:: Фрагмент документа ::
Определенную логику формы гибридизации или модификации тела необходимо осмыслять вместе с этими изменениями, идущими в направлении «оформления» от гендера или пола. Сейчас в любом случае имеют место быть обширные вмешательства в тело, которое становится материалом выражающейся в нем души, и, тем самым, становится произведением искусства и артефактом. Тенденция обрабатывать само тело (художественно) как «скульптуру» идет в соответствии с теми тенденциями, которые дают приоритет Реальному по отношению к Символическому. В транссексуальном меня особенно интересует андрогинизация или унисекс, стало быть, движение, которое нивелирует различие полов, прежде всего, с эстетической точки зрения. Ряд фигур в шоу-бизнесе, таких как Мик Джаггер, Дэвид Боуи, Грейс Джонс, Майкл Джексон и Билл Каулитц, уже довольно впечатляющ. Билл Каулитц даже умудряется стать законченным андрогином без хирургического вмешательства, только с макияжем. Я вижу в андрогине выражение чего-то вроде био-евангелия онтологии совершенства. Людей можно определять через их дефекты. Движение андрогинизации пробует теперь противоположное.
Делёз исследовал кино и хотел стать художником, Бодрийар фотографировал, Вы тоже имеете художественный опыт — скульптура и перформанс. Почему такой выбор? Или более широко — почему и как становятся художниками?

[Данные для указания областей]
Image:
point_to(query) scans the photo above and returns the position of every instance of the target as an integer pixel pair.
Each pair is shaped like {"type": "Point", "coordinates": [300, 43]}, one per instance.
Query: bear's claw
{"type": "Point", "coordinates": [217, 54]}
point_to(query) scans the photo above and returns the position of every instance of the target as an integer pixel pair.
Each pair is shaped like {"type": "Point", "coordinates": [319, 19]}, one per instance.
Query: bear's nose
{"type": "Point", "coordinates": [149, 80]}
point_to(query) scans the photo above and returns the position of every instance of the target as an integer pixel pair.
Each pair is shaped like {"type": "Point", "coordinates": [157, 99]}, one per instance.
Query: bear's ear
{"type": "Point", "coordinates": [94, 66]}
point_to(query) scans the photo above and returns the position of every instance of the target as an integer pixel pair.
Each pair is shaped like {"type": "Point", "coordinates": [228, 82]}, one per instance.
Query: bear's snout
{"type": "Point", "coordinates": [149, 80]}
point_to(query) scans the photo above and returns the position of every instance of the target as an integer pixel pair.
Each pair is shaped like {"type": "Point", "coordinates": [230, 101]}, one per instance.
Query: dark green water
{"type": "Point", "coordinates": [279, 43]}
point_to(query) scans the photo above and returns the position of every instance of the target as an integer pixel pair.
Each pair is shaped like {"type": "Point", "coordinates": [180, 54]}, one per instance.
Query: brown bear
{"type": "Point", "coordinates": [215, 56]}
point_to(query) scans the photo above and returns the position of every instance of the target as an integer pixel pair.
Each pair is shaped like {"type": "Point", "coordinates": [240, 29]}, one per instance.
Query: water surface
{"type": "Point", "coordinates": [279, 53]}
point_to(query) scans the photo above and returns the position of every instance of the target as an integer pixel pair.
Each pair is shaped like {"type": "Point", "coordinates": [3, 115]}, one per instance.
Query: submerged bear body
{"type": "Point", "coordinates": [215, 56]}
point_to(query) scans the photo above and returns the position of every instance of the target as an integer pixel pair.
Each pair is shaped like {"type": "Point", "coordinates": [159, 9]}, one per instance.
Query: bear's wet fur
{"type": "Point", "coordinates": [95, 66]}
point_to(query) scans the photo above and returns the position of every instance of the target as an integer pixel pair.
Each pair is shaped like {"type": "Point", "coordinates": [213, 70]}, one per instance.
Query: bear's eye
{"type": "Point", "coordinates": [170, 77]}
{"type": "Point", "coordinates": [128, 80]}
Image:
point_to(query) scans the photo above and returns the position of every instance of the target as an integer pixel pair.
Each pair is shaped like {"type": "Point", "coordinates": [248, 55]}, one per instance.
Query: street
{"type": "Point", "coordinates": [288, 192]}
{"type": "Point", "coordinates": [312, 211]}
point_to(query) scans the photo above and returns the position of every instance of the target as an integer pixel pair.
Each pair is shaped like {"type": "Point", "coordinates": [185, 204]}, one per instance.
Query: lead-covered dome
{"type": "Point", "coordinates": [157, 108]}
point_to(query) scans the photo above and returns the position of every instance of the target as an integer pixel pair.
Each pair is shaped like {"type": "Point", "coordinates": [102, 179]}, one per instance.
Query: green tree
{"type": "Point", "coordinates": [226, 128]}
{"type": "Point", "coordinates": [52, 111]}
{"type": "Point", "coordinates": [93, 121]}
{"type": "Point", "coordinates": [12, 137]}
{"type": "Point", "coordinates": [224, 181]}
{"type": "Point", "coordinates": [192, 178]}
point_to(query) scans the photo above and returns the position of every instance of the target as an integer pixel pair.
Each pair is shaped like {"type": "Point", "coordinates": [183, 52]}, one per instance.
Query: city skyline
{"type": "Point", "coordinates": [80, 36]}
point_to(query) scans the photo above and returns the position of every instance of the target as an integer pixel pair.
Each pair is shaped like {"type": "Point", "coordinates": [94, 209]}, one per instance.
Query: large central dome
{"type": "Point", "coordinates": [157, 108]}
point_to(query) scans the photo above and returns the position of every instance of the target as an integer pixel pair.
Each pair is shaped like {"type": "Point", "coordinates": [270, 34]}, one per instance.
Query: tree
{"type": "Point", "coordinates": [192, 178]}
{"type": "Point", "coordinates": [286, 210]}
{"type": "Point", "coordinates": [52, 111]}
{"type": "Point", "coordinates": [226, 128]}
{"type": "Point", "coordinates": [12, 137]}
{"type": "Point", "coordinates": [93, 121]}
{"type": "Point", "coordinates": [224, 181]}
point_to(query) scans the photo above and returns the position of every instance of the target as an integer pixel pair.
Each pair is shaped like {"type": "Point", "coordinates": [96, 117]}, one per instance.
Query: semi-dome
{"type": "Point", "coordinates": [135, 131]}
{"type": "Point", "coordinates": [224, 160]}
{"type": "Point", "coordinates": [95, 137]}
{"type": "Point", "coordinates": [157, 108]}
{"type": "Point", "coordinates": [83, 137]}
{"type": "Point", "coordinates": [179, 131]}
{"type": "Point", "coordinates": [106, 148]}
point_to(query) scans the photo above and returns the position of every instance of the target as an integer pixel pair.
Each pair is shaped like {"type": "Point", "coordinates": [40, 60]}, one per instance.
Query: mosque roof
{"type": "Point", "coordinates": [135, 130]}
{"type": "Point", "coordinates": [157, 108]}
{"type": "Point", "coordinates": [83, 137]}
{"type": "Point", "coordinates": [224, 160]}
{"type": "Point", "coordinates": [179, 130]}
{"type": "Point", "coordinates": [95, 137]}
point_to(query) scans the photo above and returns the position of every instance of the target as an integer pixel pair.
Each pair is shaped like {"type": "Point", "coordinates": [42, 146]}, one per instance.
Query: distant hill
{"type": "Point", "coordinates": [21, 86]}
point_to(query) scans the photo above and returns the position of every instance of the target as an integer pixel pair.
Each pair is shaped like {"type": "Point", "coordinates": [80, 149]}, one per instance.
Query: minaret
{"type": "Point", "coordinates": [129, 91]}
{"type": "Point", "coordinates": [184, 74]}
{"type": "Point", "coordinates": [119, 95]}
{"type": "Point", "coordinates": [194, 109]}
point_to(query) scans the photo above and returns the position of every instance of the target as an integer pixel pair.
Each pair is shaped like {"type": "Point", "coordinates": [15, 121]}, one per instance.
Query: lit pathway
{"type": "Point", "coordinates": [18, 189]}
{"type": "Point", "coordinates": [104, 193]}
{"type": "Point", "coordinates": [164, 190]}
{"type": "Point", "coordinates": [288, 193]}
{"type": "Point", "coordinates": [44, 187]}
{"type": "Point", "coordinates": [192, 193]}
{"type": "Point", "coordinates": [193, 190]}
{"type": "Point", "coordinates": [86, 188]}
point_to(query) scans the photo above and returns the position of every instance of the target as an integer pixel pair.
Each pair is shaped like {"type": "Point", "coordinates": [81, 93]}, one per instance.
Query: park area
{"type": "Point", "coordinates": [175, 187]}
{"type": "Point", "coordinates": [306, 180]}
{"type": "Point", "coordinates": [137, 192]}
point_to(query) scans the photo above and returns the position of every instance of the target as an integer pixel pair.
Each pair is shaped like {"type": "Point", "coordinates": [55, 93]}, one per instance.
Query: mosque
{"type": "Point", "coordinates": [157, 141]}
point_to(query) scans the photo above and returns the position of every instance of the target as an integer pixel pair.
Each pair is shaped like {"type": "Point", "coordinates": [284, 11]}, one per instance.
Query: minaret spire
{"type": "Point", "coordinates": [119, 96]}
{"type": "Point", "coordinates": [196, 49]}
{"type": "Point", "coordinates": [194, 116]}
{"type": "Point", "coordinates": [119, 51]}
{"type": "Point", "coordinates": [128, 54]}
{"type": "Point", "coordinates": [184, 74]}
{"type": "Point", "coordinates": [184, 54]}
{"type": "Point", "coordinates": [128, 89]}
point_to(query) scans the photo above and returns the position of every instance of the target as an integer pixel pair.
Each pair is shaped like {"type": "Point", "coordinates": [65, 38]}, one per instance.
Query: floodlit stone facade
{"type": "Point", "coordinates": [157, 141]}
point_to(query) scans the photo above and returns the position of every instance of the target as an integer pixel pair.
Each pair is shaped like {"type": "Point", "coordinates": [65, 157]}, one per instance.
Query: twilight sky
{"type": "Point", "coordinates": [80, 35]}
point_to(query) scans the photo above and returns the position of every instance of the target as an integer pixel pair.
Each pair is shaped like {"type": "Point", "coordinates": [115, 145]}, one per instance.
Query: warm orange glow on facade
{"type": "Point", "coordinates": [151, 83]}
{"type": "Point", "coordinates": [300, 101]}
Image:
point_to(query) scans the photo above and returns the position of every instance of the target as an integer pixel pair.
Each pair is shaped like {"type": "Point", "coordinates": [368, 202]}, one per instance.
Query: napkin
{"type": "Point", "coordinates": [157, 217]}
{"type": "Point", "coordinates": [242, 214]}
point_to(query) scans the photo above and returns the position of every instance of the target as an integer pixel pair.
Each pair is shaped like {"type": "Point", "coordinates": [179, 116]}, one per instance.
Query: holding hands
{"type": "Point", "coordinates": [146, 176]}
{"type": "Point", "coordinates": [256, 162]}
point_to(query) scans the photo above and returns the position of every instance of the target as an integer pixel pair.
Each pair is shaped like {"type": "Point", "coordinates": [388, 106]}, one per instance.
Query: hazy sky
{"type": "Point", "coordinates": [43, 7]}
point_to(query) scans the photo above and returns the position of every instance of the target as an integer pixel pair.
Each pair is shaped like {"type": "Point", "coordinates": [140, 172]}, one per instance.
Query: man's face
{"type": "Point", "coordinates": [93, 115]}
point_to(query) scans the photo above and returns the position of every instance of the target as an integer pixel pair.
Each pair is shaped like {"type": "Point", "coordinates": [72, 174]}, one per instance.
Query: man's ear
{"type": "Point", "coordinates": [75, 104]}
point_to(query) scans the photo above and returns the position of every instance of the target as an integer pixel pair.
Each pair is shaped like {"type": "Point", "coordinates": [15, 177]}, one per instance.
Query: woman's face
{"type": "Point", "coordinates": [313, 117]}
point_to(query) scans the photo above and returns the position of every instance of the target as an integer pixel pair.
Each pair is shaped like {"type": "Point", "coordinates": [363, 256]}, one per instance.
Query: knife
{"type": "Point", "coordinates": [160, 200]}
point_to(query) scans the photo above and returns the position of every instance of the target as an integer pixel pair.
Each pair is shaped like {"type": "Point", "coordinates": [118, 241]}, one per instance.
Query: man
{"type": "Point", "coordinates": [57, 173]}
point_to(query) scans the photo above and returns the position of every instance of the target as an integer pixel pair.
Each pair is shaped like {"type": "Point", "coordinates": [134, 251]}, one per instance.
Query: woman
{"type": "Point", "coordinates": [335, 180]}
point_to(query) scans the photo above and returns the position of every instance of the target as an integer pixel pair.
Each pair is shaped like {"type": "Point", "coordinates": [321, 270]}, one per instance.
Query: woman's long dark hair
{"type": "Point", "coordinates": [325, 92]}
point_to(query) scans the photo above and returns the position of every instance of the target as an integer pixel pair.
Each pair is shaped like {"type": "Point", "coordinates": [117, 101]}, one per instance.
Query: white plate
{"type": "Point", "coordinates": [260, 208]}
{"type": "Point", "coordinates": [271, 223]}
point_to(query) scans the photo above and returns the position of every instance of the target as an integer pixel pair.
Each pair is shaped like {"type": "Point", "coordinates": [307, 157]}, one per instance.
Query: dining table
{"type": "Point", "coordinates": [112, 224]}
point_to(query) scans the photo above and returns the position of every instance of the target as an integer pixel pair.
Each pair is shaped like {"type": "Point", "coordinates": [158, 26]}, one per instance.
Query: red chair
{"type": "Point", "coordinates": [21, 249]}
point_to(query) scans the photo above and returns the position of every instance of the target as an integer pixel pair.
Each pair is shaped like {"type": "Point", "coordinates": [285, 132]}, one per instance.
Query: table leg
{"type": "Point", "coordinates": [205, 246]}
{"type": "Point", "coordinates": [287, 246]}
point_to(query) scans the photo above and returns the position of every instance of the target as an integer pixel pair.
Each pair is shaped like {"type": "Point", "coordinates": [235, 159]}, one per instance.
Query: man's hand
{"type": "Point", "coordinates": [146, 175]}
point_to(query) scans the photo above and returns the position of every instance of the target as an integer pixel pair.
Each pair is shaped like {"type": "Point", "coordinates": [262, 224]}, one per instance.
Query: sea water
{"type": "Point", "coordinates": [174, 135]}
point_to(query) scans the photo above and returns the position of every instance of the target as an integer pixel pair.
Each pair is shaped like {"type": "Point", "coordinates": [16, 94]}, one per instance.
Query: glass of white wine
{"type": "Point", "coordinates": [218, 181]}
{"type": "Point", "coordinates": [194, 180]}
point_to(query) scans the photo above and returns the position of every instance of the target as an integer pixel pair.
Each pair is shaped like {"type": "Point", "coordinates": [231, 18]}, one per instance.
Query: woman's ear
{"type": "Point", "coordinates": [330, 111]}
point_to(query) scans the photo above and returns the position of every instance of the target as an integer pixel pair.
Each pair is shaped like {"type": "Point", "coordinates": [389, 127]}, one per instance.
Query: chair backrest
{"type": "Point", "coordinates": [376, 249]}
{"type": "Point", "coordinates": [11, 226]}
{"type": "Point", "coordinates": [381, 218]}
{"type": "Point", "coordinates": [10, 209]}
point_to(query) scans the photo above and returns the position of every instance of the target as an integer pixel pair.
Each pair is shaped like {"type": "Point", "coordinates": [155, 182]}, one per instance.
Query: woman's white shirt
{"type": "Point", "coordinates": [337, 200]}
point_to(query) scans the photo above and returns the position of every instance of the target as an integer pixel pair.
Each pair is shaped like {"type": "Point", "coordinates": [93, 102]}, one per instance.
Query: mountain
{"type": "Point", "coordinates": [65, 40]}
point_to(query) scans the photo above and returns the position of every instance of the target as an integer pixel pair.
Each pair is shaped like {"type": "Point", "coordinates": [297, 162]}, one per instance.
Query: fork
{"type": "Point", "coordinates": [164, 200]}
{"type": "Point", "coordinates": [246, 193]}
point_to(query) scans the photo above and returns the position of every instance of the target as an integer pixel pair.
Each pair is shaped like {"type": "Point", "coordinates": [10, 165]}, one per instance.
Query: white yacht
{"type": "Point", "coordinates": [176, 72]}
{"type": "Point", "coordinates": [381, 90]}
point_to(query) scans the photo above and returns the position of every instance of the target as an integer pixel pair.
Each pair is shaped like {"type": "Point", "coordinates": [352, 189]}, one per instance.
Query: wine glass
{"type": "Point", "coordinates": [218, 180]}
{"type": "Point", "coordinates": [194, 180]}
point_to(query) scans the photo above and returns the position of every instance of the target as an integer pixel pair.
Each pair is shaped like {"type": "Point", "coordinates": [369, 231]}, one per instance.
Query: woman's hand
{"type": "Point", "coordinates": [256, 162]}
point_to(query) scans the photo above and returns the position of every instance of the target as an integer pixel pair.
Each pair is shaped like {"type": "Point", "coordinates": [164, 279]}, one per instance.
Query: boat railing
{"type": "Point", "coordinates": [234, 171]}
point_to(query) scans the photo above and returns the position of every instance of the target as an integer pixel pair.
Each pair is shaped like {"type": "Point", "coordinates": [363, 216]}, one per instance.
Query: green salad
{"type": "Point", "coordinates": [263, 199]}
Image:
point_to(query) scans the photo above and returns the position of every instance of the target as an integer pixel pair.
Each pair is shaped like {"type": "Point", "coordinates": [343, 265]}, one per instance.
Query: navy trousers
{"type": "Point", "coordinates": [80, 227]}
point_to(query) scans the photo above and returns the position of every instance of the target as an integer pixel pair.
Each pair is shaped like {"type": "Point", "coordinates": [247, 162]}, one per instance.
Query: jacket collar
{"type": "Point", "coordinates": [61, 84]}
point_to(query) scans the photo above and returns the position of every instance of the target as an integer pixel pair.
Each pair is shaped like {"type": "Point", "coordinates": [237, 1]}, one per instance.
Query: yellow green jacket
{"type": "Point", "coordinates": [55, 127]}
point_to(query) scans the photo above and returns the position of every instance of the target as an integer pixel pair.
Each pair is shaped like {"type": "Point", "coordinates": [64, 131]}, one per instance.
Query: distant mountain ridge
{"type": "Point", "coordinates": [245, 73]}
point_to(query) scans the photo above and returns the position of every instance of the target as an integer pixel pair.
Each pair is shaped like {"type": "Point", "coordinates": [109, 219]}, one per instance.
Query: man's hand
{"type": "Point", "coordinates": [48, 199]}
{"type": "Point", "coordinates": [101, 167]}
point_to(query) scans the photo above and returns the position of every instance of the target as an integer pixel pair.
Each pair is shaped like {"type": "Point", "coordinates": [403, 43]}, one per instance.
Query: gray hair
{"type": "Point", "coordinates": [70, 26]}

:: Порядок выполнения ::
Каким образом, согласно фрагменту об андрогинизации, Билл Каулитц становится законченным андрогином?

:: Результат выполнения ::
Он становится законченным андрогином без хирургического вмешательства, только с помощью макияжа.